Quote each of the lines below word for word, keeping every character and mark unchanged.

:: LISTING

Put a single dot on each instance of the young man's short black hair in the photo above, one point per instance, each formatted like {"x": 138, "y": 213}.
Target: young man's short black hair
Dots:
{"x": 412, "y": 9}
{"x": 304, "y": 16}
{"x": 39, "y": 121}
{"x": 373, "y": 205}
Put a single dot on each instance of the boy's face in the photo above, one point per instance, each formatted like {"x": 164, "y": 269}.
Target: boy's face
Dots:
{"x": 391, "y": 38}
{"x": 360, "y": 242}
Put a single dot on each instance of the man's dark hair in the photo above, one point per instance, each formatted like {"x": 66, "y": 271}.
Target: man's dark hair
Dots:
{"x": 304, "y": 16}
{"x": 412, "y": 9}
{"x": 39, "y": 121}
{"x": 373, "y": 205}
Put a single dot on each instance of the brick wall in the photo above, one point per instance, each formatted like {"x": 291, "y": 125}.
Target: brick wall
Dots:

::::

▸ **EXERCISE SOLUTION**:
Put a single dot on each instance of the young man's short black hair in the photo above, one point per instance, each formatted like {"x": 138, "y": 213}.
Target: young man's short black hair
Dots:
{"x": 412, "y": 9}
{"x": 304, "y": 16}
{"x": 39, "y": 121}
{"x": 373, "y": 205}
Put a single dot on each instance of the boy's face in the photo above, one point per instance, each formatted like {"x": 164, "y": 269}.
Target: boy's face
Dots:
{"x": 391, "y": 38}
{"x": 360, "y": 242}
Put a single dot on each instance of the man's dark hair in the photo above, one point per instance, each formatted like {"x": 66, "y": 271}.
Target: man's dark hair
Dots:
{"x": 304, "y": 16}
{"x": 412, "y": 9}
{"x": 39, "y": 121}
{"x": 373, "y": 205}
Put a single dot on each instance of the brick wall in the photo above, one point per instance, each formatted like {"x": 291, "y": 125}.
Target: brick wall
Dots:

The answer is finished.